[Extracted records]

|---|

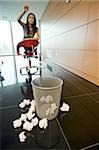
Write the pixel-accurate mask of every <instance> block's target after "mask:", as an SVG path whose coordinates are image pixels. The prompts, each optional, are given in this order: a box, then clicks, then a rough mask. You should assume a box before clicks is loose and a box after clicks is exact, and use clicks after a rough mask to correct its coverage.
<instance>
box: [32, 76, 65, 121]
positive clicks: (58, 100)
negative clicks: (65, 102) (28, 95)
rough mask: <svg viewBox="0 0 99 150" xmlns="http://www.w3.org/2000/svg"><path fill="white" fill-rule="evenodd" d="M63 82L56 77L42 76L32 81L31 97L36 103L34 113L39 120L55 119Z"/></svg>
mask: <svg viewBox="0 0 99 150" xmlns="http://www.w3.org/2000/svg"><path fill="white" fill-rule="evenodd" d="M62 85H63V80H61V79H60V78H57V77H52V76H44V77H38V78H36V79H34V80H33V82H32V87H33V95H34V99H35V102H36V113H37V116H38V117H39V118H47V119H48V120H52V119H54V118H56V117H57V115H58V112H59V107H60V98H61V91H62Z"/></svg>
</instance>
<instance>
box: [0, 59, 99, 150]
mask: <svg viewBox="0 0 99 150" xmlns="http://www.w3.org/2000/svg"><path fill="white" fill-rule="evenodd" d="M47 64H48V65H49V66H50V67H51V69H50V70H49V69H48V66H47ZM44 65H45V66H44V67H43V75H52V76H57V77H60V78H61V79H63V81H64V85H63V91H62V98H61V105H62V103H63V102H66V103H67V104H69V105H70V111H69V112H68V113H62V112H59V115H58V117H57V119H55V120H53V121H50V122H49V127H48V129H47V130H40V129H39V128H38V127H37V128H35V129H34V130H33V131H32V132H31V133H27V136H28V139H27V141H26V142H25V143H20V142H19V140H18V133H19V132H20V131H21V129H19V130H15V129H14V128H13V126H12V121H13V120H15V119H16V118H17V117H18V116H19V115H20V113H21V111H22V110H20V108H19V107H18V104H19V103H20V102H21V100H22V99H23V98H31V99H32V92H31V88H30V87H28V86H27V87H26V86H24V85H23V84H22V83H19V84H13V85H9V86H6V87H2V88H0V111H1V130H0V132H1V134H0V135H1V137H0V141H1V149H2V150H3V149H5V150H8V149H9V150H10V149H18V150H21V149H25V150H30V149H37V150H39V149H48V148H49V149H51V150H56V149H59V150H98V149H99V87H97V86H95V85H93V84H91V83H90V82H87V81H86V80H83V79H82V78H80V77H78V76H76V75H74V74H72V73H71V72H68V71H66V70H64V69H63V68H60V67H59V66H57V65H55V64H53V63H51V61H50V60H46V62H45V64H44Z"/></svg>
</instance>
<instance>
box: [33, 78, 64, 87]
mask: <svg viewBox="0 0 99 150" xmlns="http://www.w3.org/2000/svg"><path fill="white" fill-rule="evenodd" d="M40 78H52V79H58V80H59V81H60V85H57V86H55V87H42V86H37V85H35V84H33V82H34V80H36V79H40ZM34 80H33V81H32V85H33V86H34V87H35V88H38V89H42V90H44V89H46V90H50V89H51V90H52V89H56V88H59V87H61V86H62V85H63V80H62V79H60V78H58V77H53V76H43V77H38V78H35V79H34Z"/></svg>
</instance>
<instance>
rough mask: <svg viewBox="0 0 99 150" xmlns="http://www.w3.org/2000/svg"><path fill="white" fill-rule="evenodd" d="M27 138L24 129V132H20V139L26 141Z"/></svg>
mask: <svg viewBox="0 0 99 150" xmlns="http://www.w3.org/2000/svg"><path fill="white" fill-rule="evenodd" d="M26 138H27V137H26V136H25V131H23V132H21V133H20V134H19V140H20V142H25V140H26Z"/></svg>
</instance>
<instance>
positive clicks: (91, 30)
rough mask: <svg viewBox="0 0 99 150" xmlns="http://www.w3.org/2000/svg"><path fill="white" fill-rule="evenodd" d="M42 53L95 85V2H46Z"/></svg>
mask: <svg viewBox="0 0 99 150" xmlns="http://www.w3.org/2000/svg"><path fill="white" fill-rule="evenodd" d="M41 33H42V37H41V38H42V42H41V49H42V53H43V54H44V53H45V55H46V57H50V58H51V59H52V61H54V62H55V63H57V64H58V65H60V66H62V67H64V68H65V69H67V70H70V71H72V72H73V73H76V74H77V75H79V76H81V77H83V78H84V79H87V80H89V81H90V82H92V83H94V84H96V85H99V67H98V66H99V42H98V41H99V0H97V1H93V0H88V1H85V0H71V2H70V3H69V4H66V3H65V2H64V1H53V0H51V1H50V2H49V5H48V7H47V9H46V11H45V12H44V14H43V16H42V18H41Z"/></svg>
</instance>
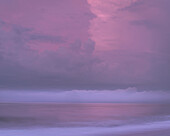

|---|

What you are asked to do
Reproduce all of the entries above with "rough mask" replaced by "coarse mask" wherever it occurs, changing nothing else. Omit the pictures from your answer.

Written answer
Write the pixel-accurate mask of every <instance> block's target after "mask:", as an SVG path whose coordinates are image pixels. The prompts, each optional, are given in this order: a box, then clicks, then a coarse mask. You should assume a box before clicks is loose and a box after clicks is exact, and use clicks after a coarse mask to correct its coverage.
<instance>
box: [32, 76, 65, 121]
positive clicks: (58, 100)
negative clicks: (65, 102) (28, 95)
coarse mask: <svg viewBox="0 0 99 150" xmlns="http://www.w3.org/2000/svg"><path fill="white" fill-rule="evenodd" d="M63 82L56 77L42 76L32 81L31 97L36 103L34 113L39 120L55 119Z"/></svg>
mask: <svg viewBox="0 0 99 150" xmlns="http://www.w3.org/2000/svg"><path fill="white" fill-rule="evenodd" d="M62 85H63V80H61V79H60V78H57V77H52V76H44V77H38V78H36V79H34V80H33V82H32V87H33V95H34V99H35V102H36V113H37V116H38V117H39V118H47V119H48V120H52V119H54V118H56V117H57V115H58V112H59V107H60V98H61V91H62Z"/></svg>
</instance>
<instance>
box: [0, 59, 99, 150]
mask: <svg viewBox="0 0 99 150" xmlns="http://www.w3.org/2000/svg"><path fill="white" fill-rule="evenodd" d="M47 64H48V65H49V66H50V67H51V69H50V70H49V69H48V66H47ZM44 65H45V66H44V67H43V75H52V76H57V77H60V78H61V79H63V81H64V85H63V91H62V98H61V105H62V103H63V102H66V103H67V104H69V105H70V111H69V112H68V113H62V112H59V115H58V117H57V119H55V120H53V121H50V122H49V127H48V129H47V130H40V129H39V128H38V127H37V128H35V129H34V130H33V131H32V132H31V133H27V136H28V139H27V141H26V142H25V143H20V142H19V140H18V133H19V132H20V131H21V129H19V130H15V129H14V128H13V126H12V121H13V120H15V119H16V118H17V117H18V116H19V115H20V113H21V111H22V110H20V108H19V107H18V104H19V103H20V102H21V100H22V99H23V98H31V99H32V92H31V88H30V87H28V86H27V87H26V86H24V85H23V84H22V83H19V84H13V85H9V86H6V87H2V88H0V111H1V130H0V132H1V134H0V135H1V137H0V141H1V149H2V150H3V149H5V150H8V149H9V150H10V149H18V150H21V149H25V150H30V149H37V150H39V149H48V148H49V149H51V150H56V149H59V150H98V149H99V87H97V86H95V85H93V84H91V83H90V82H87V81H86V80H83V79H82V78H80V77H78V76H76V75H74V74H72V73H71V72H68V71H66V70H64V69H63V68H60V67H59V66H57V65H55V64H53V63H51V61H50V60H46V62H45V64H44Z"/></svg>
</instance>
<instance>
box: [33, 78, 64, 87]
mask: <svg viewBox="0 0 99 150" xmlns="http://www.w3.org/2000/svg"><path fill="white" fill-rule="evenodd" d="M40 78H52V79H58V80H59V81H60V85H57V86H55V87H42V86H37V85H35V84H33V82H34V80H36V79H40ZM34 80H33V81H32V85H33V86H34V87H35V88H38V89H42V90H44V89H46V90H50V89H51V90H52V89H56V88H59V87H61V86H62V85H63V80H62V79H60V78H58V77H53V76H43V77H38V78H35V79H34Z"/></svg>
</instance>
<instance>
coarse mask: <svg viewBox="0 0 99 150" xmlns="http://www.w3.org/2000/svg"><path fill="white" fill-rule="evenodd" d="M27 138L24 129V132H20V139L26 141Z"/></svg>
mask: <svg viewBox="0 0 99 150" xmlns="http://www.w3.org/2000/svg"><path fill="white" fill-rule="evenodd" d="M26 138H27V137H26V136H25V131H23V132H21V133H20V134H19V140H20V142H25V140H26Z"/></svg>
</instance>
<instance>
positive clicks: (91, 30)
coarse mask: <svg viewBox="0 0 99 150" xmlns="http://www.w3.org/2000/svg"><path fill="white" fill-rule="evenodd" d="M42 53L95 85V2H46Z"/></svg>
mask: <svg viewBox="0 0 99 150" xmlns="http://www.w3.org/2000/svg"><path fill="white" fill-rule="evenodd" d="M41 33H42V37H41V38H42V42H41V49H42V53H43V54H44V53H45V55H46V57H50V58H51V59H52V61H54V62H55V63H57V64H58V65H60V66H62V67H64V68H65V69H67V70H70V71H72V72H73V73H76V74H77V75H79V76H81V77H83V78H84V79H87V80H89V81H90V82H92V83H94V84H96V85H99V67H98V66H99V42H98V41H99V0H97V1H93V0H88V1H85V0H71V2H70V3H69V4H66V3H65V2H64V1H53V0H51V1H50V2H49V5H48V7H47V9H46V11H45V12H44V14H43V16H42V18H41Z"/></svg>
</instance>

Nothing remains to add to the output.